**Your objective**
Replace "soldier" with "guard" in everything from the line containing "Labeling job #4072 — target category: bush." down to the line containing "[289,21,336,155]". Write out only those lines, with nothing else changed.

(Image annotation data)
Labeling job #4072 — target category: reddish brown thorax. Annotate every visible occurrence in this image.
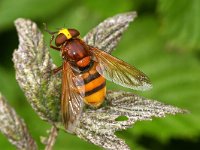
[55,29,80,46]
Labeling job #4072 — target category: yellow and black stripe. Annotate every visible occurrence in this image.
[76,63,106,107]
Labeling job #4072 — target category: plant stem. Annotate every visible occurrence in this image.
[45,125,59,150]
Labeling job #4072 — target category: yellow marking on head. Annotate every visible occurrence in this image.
[58,28,72,39]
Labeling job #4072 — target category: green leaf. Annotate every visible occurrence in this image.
[109,16,200,141]
[158,0,200,50]
[0,0,70,31]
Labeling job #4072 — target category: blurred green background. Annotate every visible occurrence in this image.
[0,0,200,150]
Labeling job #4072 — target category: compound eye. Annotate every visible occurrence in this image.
[55,33,67,46]
[68,29,80,37]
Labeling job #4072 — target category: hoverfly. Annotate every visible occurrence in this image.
[46,28,151,130]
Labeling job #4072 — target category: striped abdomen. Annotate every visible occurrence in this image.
[75,62,106,107]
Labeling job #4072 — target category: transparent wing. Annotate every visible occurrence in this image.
[90,47,151,90]
[61,62,83,132]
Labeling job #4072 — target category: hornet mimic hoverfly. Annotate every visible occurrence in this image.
[46,28,151,130]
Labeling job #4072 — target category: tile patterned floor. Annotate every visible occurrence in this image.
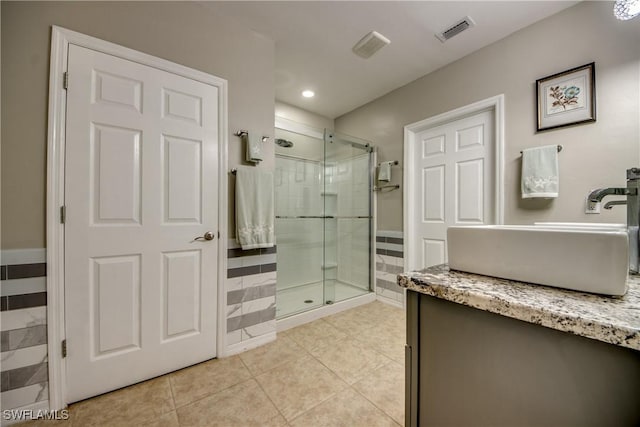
[22,302,405,427]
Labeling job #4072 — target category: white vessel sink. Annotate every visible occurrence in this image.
[447,223,629,295]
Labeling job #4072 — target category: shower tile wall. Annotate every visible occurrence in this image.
[226,239,276,346]
[0,249,49,410]
[376,230,404,304]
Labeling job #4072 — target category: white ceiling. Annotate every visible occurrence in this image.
[205,0,577,118]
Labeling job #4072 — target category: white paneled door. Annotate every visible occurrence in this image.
[409,111,496,269]
[65,45,220,402]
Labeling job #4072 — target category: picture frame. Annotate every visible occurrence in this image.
[536,62,596,132]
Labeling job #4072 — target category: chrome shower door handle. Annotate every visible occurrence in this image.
[193,231,214,242]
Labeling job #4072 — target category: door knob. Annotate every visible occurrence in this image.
[193,231,214,242]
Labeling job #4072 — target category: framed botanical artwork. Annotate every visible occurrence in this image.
[536,62,596,132]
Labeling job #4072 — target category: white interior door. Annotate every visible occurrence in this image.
[409,111,496,269]
[65,45,219,402]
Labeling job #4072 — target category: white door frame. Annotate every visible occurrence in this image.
[403,94,504,271]
[46,26,228,410]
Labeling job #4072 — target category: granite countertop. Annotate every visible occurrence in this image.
[398,264,640,350]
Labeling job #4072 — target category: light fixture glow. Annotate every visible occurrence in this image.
[613,0,640,21]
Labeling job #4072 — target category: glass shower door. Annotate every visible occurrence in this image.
[322,132,372,304]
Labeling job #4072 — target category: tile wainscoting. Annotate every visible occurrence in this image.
[0,249,49,410]
[226,239,276,355]
[376,230,405,307]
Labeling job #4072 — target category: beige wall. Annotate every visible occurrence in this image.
[276,101,335,130]
[336,2,640,230]
[276,101,335,160]
[0,1,275,249]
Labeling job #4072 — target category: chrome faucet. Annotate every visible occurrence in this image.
[603,200,627,210]
[588,168,640,273]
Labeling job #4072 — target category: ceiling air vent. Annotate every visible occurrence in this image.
[436,16,476,43]
[353,31,391,58]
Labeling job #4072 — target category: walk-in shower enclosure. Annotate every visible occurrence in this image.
[275,122,374,319]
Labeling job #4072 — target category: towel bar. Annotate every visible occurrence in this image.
[234,130,269,142]
[520,144,562,155]
[378,160,399,166]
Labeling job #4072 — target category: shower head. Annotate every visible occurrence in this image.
[276,138,293,148]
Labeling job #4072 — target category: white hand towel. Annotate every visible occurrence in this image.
[236,167,275,249]
[243,133,263,163]
[521,145,560,199]
[378,162,393,182]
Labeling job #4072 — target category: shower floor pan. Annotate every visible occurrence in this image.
[276,282,369,319]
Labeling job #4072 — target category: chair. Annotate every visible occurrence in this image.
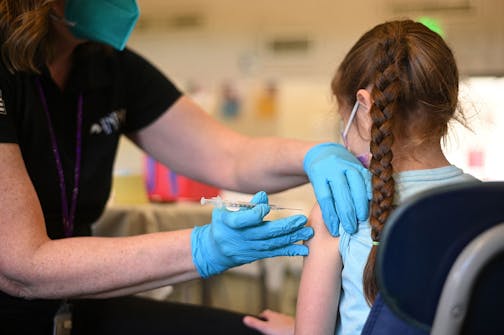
[362,182,504,335]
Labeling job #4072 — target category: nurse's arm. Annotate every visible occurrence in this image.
[0,143,198,299]
[129,96,316,193]
[295,205,342,335]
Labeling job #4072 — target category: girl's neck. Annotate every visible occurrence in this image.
[392,143,450,172]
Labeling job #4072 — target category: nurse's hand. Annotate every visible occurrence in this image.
[303,143,372,236]
[191,192,313,278]
[243,309,295,335]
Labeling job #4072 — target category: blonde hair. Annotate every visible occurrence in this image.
[0,0,56,73]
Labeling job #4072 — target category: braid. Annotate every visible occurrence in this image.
[331,20,465,304]
[364,26,407,303]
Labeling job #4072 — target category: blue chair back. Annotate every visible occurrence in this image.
[363,182,504,334]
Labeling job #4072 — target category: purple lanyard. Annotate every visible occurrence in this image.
[35,78,84,237]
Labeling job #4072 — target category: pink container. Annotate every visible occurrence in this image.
[145,157,220,202]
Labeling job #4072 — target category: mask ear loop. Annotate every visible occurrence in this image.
[343,100,359,138]
[49,13,76,27]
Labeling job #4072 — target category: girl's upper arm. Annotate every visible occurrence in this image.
[295,205,342,335]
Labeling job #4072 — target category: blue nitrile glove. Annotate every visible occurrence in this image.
[191,192,313,278]
[303,143,372,236]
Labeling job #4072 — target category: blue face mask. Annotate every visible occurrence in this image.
[65,0,140,50]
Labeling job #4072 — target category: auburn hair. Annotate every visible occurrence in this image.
[331,20,463,304]
[0,0,56,72]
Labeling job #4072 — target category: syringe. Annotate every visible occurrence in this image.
[200,196,301,211]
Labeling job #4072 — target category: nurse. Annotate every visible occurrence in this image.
[0,0,370,334]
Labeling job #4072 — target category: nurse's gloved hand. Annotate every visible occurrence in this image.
[191,192,313,278]
[303,143,372,236]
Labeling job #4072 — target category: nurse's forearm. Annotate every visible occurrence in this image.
[1,229,199,299]
[231,138,316,193]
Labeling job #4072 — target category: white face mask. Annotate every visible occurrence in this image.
[341,100,373,168]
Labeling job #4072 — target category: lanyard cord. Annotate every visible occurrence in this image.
[35,78,84,237]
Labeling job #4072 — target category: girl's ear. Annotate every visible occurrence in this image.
[356,88,373,134]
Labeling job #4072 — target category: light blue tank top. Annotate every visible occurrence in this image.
[336,165,477,335]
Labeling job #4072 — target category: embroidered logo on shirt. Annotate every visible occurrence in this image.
[0,90,7,115]
[89,108,126,135]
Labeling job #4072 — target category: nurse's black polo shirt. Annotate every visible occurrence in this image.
[0,43,181,238]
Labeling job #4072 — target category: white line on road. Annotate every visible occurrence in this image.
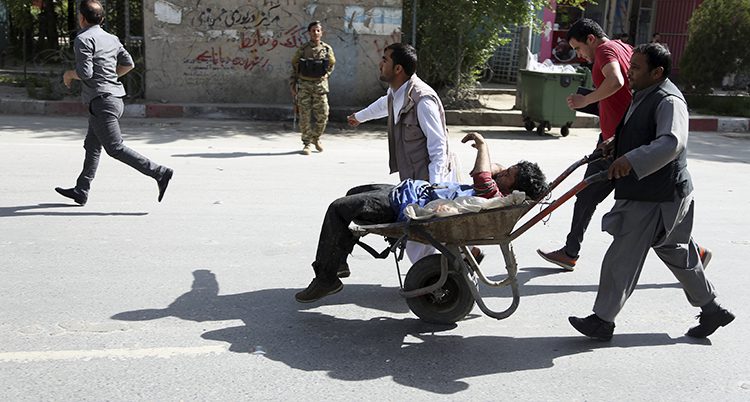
[0,345,228,363]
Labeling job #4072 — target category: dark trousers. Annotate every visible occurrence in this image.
[312,184,396,282]
[76,95,166,193]
[564,136,615,257]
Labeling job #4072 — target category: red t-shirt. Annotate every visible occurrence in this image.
[591,40,633,140]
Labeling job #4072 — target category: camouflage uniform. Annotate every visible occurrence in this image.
[289,41,336,146]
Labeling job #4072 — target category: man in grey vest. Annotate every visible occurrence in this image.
[55,0,173,205]
[348,43,456,262]
[568,43,734,341]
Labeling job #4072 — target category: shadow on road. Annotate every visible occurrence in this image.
[112,270,708,394]
[172,151,300,159]
[0,203,148,218]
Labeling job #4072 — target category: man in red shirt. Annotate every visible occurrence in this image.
[537,18,633,271]
[537,18,711,271]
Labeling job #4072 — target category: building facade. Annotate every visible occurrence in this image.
[144,0,402,106]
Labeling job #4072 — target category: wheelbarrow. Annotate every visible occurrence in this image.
[351,151,607,324]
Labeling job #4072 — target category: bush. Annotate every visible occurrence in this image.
[680,0,750,92]
[403,0,584,105]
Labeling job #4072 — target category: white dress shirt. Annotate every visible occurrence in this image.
[354,74,455,183]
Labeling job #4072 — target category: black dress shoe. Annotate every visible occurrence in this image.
[685,308,734,338]
[336,263,352,278]
[568,314,615,341]
[55,187,89,205]
[156,168,174,202]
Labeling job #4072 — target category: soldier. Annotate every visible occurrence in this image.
[289,21,336,155]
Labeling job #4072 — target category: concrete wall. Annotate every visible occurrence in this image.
[144,0,402,106]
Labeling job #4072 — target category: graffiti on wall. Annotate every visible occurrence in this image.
[166,0,307,77]
[190,0,282,29]
[344,6,402,35]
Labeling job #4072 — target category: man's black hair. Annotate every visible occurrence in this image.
[513,161,547,200]
[385,43,417,77]
[307,20,323,32]
[633,43,672,78]
[79,0,104,25]
[565,18,607,43]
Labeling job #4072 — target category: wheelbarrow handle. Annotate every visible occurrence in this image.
[508,170,608,241]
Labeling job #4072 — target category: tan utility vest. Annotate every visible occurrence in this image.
[388,75,449,181]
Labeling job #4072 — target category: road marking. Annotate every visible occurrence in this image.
[0,345,228,363]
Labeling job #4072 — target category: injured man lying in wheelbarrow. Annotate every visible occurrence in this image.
[294,133,547,303]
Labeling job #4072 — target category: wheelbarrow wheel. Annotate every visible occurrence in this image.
[404,254,474,324]
[523,117,534,131]
[536,122,545,137]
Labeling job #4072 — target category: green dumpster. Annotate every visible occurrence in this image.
[519,70,586,137]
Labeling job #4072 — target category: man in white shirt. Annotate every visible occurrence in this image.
[348,43,456,262]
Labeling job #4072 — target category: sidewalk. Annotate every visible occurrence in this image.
[0,84,750,132]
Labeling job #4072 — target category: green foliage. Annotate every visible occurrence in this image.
[680,0,750,92]
[404,0,584,103]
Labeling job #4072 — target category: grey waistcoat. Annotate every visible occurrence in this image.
[615,81,693,202]
[388,75,447,181]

**Task response**
Labeling job #4072 — target category: bush. Annotate every visible occurrence in this image.
[680,0,750,92]
[403,0,584,105]
Labeling job #4072 — target category: white dress shirt. Annotate every visible occurrence in this image.
[354,74,455,183]
Labeling job #4072 — target category: black dress shoe. Annotate every visible occurrence in this image.
[685,308,734,338]
[336,263,352,278]
[568,314,615,341]
[55,187,89,205]
[156,168,174,202]
Labeling job #4072 — target category: guard. Annotate every visible occurrence in this image.
[289,21,336,155]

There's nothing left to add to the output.